DATA IN THIS EXERCISE:
================================
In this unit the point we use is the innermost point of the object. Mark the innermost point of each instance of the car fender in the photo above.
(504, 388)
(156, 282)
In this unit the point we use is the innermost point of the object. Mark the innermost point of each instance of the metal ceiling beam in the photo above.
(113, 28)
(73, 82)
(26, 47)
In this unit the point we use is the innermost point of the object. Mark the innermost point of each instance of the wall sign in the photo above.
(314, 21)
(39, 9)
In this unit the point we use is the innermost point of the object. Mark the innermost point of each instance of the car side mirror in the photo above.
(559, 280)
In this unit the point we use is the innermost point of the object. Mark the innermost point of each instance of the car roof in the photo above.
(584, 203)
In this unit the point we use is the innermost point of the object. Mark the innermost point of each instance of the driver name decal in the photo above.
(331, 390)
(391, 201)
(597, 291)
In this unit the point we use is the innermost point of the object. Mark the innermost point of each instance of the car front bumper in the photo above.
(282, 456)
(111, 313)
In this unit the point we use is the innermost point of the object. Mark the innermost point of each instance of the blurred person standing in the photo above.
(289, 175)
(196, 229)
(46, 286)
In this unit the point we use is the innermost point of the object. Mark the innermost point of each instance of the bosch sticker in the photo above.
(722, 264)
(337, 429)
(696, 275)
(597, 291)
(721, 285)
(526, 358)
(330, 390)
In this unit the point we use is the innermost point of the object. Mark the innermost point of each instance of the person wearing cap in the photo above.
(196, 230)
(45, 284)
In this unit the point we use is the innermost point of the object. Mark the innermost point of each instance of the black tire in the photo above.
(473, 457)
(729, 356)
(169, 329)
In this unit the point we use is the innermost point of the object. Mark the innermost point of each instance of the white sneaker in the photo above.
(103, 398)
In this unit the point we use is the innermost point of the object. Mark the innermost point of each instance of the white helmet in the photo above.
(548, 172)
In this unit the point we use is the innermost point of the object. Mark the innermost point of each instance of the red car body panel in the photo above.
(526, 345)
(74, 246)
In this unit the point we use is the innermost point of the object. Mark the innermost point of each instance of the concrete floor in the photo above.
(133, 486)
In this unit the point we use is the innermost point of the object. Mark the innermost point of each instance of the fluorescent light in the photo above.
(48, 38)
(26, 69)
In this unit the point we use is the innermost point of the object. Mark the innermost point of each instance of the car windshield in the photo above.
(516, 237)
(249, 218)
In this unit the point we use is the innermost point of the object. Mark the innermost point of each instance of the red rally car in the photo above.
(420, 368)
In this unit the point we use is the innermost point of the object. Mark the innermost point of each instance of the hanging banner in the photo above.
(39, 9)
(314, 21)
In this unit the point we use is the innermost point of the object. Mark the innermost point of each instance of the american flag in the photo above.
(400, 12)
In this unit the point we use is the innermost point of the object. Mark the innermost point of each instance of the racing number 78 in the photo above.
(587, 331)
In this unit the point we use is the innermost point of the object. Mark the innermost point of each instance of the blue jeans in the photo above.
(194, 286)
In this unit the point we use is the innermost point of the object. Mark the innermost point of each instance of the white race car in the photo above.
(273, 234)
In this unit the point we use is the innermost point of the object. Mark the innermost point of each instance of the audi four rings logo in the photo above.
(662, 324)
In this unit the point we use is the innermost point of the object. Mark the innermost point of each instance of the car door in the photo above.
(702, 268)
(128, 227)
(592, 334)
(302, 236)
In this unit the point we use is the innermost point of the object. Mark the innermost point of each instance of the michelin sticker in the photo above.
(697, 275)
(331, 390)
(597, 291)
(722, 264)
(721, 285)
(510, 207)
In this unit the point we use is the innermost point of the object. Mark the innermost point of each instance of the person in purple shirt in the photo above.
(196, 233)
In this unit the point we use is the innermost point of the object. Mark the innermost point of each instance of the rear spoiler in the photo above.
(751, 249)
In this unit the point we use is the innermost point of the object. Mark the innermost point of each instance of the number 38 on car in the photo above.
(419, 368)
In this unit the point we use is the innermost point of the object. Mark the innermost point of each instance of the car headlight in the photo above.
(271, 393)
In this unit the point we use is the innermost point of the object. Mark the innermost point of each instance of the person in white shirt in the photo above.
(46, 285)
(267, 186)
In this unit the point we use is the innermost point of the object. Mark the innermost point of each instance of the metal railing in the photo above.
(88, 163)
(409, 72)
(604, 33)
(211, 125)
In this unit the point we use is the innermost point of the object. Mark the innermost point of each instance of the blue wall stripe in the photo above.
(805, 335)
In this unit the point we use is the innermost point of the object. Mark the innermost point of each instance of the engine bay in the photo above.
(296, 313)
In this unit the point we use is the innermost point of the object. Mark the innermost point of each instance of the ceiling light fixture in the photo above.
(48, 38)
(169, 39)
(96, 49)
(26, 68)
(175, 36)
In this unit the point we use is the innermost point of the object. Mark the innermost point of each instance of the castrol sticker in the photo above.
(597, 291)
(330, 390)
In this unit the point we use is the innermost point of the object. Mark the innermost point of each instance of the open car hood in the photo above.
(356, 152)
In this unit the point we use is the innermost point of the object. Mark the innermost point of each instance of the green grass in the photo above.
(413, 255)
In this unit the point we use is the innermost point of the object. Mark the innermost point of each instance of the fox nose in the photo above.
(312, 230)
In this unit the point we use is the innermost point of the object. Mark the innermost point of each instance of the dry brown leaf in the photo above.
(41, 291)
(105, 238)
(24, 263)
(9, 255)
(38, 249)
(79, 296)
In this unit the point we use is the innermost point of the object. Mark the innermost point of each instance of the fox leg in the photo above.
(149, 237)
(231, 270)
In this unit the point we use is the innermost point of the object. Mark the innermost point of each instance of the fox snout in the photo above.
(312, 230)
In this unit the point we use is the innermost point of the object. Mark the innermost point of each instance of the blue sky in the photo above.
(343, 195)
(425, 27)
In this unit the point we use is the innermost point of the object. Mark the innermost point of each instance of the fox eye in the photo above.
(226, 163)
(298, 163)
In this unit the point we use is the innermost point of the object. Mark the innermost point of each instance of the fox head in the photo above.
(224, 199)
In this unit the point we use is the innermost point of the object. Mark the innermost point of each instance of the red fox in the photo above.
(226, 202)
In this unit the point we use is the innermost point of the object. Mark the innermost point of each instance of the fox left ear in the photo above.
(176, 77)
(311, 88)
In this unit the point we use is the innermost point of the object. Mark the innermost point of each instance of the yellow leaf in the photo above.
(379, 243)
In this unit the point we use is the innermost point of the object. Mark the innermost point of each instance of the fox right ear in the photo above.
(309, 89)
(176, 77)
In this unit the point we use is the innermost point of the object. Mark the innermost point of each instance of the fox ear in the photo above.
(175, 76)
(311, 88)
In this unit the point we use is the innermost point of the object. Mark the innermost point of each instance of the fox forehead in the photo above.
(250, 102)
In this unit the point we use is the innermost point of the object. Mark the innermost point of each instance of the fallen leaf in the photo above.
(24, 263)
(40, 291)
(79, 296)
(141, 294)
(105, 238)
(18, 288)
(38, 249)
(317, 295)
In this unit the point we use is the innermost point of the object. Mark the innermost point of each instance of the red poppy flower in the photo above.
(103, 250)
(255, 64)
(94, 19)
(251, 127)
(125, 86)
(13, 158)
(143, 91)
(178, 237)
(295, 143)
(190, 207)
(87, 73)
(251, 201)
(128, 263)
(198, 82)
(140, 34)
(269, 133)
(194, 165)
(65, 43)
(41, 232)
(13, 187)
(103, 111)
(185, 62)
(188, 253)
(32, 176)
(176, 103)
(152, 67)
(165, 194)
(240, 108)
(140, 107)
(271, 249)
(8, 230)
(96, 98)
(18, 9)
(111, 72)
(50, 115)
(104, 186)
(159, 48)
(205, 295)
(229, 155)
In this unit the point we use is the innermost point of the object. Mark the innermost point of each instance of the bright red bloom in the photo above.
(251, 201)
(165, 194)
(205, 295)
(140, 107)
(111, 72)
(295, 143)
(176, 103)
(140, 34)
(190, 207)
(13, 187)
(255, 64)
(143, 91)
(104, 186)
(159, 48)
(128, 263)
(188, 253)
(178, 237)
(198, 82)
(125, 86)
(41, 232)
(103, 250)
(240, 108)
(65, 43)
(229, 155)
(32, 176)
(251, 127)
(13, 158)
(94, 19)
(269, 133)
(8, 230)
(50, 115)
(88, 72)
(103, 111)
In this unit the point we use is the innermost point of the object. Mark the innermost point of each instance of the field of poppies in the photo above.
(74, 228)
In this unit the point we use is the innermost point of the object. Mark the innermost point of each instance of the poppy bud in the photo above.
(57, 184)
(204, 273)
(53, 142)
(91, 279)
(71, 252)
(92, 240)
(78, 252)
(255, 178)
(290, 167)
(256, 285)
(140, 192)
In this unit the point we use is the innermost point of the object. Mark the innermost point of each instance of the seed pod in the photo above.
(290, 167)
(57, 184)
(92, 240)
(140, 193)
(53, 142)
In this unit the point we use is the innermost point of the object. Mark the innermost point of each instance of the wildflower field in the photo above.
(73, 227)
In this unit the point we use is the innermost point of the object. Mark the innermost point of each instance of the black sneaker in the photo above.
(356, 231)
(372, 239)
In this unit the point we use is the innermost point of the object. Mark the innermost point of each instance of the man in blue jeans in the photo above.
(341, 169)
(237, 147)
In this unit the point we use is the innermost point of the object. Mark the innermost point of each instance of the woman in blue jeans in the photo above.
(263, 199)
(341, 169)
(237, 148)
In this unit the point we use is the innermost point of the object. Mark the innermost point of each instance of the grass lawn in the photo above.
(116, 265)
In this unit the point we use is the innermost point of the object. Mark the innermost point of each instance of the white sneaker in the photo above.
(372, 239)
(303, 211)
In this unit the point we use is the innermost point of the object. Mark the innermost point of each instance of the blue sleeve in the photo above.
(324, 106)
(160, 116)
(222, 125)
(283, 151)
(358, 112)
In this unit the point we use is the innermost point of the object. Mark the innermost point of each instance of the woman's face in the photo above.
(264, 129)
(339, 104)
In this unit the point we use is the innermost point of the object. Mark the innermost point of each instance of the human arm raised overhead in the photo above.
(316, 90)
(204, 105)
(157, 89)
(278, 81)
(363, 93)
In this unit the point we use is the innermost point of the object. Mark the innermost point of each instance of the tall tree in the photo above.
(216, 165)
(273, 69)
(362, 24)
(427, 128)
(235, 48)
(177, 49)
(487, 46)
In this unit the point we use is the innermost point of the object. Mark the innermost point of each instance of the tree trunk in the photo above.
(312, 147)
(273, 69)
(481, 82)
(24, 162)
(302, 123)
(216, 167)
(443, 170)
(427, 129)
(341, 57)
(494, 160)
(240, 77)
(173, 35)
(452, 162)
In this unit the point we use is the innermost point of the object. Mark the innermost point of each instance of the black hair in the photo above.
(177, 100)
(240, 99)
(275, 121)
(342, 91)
================================
REQUIREMENT: Return exactly the lines from the line bearing "woman in blue jeans in the photo above." to the end of the records, inclusive of both; include no other lines.

THE RESPONSE:
In this unit the point we use is the innermost point of the object. Mark the innermost point of each instance of the woman in blue jeans in the photo above.
(263, 199)
(341, 169)
(237, 148)
In this unit the point we use is the innermost point of the object. Mark the innermost point of each instance of the grass lawn in the photo above.
(116, 265)
In this unit the point we use is the innermost point of the object. Mark the innermost point of each instance of the white sneaker in the photo above.
(372, 239)
(303, 211)
In this unit the point we use is the innermost point of the object. Mark the innermost point of each instance of the blue sleeve in the photo above.
(324, 106)
(160, 116)
(222, 125)
(283, 151)
(358, 112)
In this unit the point we use is the innermost point of the object. Mark the innermost point of each instance of the woman's face in the photo above.
(264, 129)
(339, 104)
In this unit the point we use is the innermost point of the object. Mark the innermost point of each instance of the human arm raised overhead in the photo above.
(316, 90)
(204, 105)
(157, 89)
(278, 81)
(363, 93)
In this unit the point we use is the innermost point of the object. Mark the innermost point of each instance of the tall tree in the photo above.
(216, 165)
(273, 69)
(362, 24)
(427, 128)
(235, 48)
(177, 49)
(487, 46)
In this unit the point we use is the innermost point of the object. Mark the innermost point of each instance of the tree trunk in the photo above.
(312, 147)
(273, 69)
(481, 82)
(24, 162)
(302, 123)
(216, 167)
(443, 170)
(427, 129)
(341, 57)
(494, 160)
(240, 77)
(173, 35)
(452, 162)
In this unit the point we use is the innermost point of the object. Mark the innermost point of each instance of the black hair in the photo above.
(177, 100)
(240, 99)
(275, 121)
(342, 91)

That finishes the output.